_WORK ORDER_. What is needed here is an exact printout of the data, with no pictures included.

>>

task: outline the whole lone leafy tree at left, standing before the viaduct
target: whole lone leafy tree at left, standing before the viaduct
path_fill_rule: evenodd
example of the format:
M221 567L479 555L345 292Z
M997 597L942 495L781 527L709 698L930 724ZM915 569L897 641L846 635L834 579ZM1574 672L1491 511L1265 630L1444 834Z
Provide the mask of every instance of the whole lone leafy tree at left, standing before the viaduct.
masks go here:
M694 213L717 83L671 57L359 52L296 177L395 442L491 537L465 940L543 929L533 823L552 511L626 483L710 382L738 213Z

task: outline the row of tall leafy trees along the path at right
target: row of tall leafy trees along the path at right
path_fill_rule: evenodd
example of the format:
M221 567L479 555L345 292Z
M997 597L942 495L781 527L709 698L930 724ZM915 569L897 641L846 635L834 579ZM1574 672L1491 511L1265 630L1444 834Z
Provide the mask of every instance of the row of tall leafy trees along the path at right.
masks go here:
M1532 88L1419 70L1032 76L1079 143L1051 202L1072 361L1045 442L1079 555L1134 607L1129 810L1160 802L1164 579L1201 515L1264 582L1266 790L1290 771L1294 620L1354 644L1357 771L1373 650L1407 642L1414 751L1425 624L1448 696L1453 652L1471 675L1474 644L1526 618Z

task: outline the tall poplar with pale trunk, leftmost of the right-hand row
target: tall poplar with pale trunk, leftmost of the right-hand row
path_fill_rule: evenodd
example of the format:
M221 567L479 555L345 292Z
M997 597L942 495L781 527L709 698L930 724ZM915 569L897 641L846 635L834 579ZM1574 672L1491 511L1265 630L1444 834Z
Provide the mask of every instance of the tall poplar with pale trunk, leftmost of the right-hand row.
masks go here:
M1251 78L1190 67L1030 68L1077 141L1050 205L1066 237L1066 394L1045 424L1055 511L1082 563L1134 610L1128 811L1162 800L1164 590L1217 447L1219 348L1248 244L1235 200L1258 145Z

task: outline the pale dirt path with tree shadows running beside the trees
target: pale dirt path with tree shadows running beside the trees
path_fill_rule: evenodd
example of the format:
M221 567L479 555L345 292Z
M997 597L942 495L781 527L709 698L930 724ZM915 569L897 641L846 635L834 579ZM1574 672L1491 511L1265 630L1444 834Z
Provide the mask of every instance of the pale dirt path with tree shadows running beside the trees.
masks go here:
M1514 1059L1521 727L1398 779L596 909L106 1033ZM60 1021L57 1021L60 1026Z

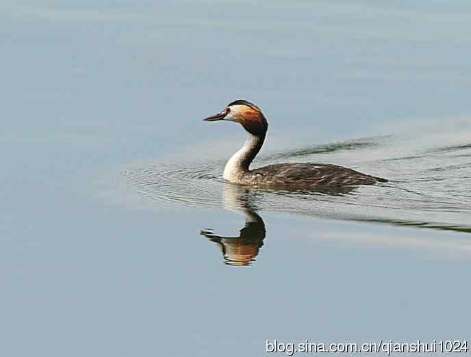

<<

_SOLUTION FOR THIS EXERCISE_.
task: outline the whole lone leafy tree at left, standing before the viaduct
target: whole lone leafy tree at left, standing before the viaduct
path_fill_rule: evenodd
example of the format:
M221 567L479 555L345 292Z
M997 597L942 495L781 527L709 698L930 724ZM915 569L897 641L846 635L834 579ZM1574 672L1491 511L1265 630L1444 834Z
Provide the mask of every instance of the whole lone leafy tree at left, standing before the viaduct.
masks go here:
M694 213L717 83L671 57L359 52L296 177L395 442L491 537L465 940L543 929L533 823L552 511L626 483L710 382L738 213Z

task: outline the row of tall leafy trees along the path at right
target: row of tall leafy trees along the path at right
path_fill_rule: evenodd
example of the format:
M221 567L479 555L345 292Z
M997 597L942 495L781 527L709 698L930 724ZM915 569L897 641L846 635L834 579ZM1574 672L1491 511L1265 630L1444 834Z
Provide the mask of every instance of the row of tall leafy trees along the path at right.
masks go here:
M1532 88L1419 70L1032 76L1079 143L1051 202L1072 361L1045 442L1079 555L1134 607L1129 810L1160 802L1164 579L1201 515L1264 582L1266 790L1290 771L1294 620L1354 644L1357 771L1373 650L1407 642L1414 751L1425 624L1448 696L1453 652L1471 675L1474 644L1526 618Z

task: outline the tall poplar with pale trunk, leftmost of the right-hand row
target: tall poplar with pale trunk, leftmost of the right-hand row
path_fill_rule: evenodd
example of the format:
M221 567L479 555L345 292Z
M997 597L942 495L781 527L709 698L930 724ZM915 569L897 641L846 635L834 579ZM1574 672L1491 511L1265 630L1444 834Z
Provide the mask of every instance of the tall poplar with pale trunk, leftmost of the right-hand row.
masks go here:
M1251 78L1190 67L1030 68L1077 141L1050 205L1066 237L1066 394L1045 424L1055 511L1082 563L1134 610L1128 811L1162 800L1164 590L1217 447L1219 348L1248 244L1235 200L1258 145Z

task: outline the pale dirt path with tree shadows running beside the trees
target: pale dirt path with tree shadows running beside the trees
path_fill_rule: evenodd
example of the format:
M221 567L479 555L345 292Z
M997 597L942 495L781 527L709 698L930 724ZM915 569L897 641L846 635L834 579ZM1574 672L1491 511L1265 630L1444 834Z
Provide the mask of every instance of the pale dirt path with tree shadows running beside the trees.
masks go here:
M1514 1059L1521 727L1398 779L596 909L106 1033ZM60 1021L57 1021L60 1026Z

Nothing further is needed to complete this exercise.